**DIRECTIVE**
Locate each line below that contains the string "roof" and copy those lines out. Letter case counts.

**AVAILABLE RECORDS**
__________

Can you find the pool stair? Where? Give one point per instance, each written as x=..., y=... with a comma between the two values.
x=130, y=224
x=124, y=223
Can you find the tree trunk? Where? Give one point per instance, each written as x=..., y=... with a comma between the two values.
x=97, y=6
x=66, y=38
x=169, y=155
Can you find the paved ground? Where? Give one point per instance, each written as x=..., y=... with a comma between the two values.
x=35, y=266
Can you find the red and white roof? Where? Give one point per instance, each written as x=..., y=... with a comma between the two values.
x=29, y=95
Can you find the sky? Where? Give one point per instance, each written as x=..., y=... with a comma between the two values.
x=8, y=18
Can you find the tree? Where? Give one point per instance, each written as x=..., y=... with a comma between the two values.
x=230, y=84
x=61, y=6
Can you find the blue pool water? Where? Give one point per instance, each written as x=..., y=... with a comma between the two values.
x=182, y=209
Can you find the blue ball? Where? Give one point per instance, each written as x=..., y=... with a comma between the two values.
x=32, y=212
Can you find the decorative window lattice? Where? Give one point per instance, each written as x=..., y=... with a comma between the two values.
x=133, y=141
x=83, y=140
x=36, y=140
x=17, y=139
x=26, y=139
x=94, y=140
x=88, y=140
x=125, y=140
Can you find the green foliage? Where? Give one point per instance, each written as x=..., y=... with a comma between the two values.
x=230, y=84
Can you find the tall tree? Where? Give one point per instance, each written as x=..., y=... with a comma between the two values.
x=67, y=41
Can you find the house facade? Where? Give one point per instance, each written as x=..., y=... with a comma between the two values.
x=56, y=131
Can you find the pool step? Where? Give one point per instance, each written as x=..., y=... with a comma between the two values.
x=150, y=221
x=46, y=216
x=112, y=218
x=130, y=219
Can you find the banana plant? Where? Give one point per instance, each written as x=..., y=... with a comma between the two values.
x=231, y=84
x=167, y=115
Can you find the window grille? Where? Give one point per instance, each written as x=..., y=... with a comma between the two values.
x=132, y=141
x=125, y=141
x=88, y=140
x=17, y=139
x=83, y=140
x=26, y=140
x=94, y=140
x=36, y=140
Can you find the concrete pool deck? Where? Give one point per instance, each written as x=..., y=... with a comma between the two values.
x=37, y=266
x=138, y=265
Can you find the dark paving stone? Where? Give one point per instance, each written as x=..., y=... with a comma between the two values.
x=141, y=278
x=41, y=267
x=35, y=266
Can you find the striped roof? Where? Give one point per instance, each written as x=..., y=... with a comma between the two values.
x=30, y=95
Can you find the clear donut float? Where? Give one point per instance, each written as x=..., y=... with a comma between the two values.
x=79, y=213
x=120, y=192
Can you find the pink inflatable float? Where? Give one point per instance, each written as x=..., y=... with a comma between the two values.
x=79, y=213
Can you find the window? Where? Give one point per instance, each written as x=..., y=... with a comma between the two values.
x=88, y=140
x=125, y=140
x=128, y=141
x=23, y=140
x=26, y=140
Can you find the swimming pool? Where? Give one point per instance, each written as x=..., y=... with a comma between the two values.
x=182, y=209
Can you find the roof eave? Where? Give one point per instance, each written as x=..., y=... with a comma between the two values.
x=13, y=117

__________

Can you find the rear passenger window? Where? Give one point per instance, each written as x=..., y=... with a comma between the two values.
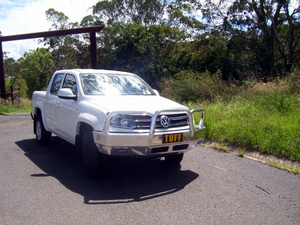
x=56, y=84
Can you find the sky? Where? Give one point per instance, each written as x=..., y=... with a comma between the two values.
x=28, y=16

__________

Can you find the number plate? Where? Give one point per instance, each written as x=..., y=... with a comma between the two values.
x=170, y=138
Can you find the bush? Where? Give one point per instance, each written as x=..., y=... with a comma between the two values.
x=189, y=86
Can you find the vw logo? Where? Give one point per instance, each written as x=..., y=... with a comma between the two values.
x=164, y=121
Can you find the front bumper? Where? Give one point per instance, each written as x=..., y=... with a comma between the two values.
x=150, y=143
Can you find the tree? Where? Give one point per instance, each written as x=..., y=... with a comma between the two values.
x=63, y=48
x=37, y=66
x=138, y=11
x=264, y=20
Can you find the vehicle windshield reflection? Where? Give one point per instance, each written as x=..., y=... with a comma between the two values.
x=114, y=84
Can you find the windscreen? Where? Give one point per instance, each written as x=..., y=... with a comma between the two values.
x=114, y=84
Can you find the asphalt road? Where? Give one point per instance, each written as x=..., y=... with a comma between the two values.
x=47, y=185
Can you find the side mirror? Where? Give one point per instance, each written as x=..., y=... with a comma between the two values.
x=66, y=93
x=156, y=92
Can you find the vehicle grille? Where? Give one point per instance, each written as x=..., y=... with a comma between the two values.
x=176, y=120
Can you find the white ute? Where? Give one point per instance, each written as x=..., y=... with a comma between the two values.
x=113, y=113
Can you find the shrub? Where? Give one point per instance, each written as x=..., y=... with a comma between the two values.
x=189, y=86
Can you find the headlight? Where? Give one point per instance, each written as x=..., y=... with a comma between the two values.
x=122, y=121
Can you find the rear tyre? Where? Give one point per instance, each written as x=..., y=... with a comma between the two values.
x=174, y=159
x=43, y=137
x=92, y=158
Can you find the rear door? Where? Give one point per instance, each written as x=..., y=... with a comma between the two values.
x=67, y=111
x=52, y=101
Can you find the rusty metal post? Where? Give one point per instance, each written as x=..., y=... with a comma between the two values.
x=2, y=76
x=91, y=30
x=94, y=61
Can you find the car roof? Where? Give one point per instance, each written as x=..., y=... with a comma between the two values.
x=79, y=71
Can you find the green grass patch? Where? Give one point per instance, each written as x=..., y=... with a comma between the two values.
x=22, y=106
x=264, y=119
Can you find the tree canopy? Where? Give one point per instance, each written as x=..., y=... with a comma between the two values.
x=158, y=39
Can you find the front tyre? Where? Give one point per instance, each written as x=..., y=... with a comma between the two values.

__________

**FULL ANSWER**
Can you find the red and white roof? Where? Give one point per instance, each written as x=..., y=... with a comma between the two values.
Can you find the striped roof? Where? Give one point per instance, each written as x=..., y=... with a comma between the two values.
Can you find the roof eave? Where? Give one point per instance, each written as x=..., y=... with a comma between the two values.
Can you find the car roof? Where? Give one point per instance, each written as x=..., y=... with a comma between the two values.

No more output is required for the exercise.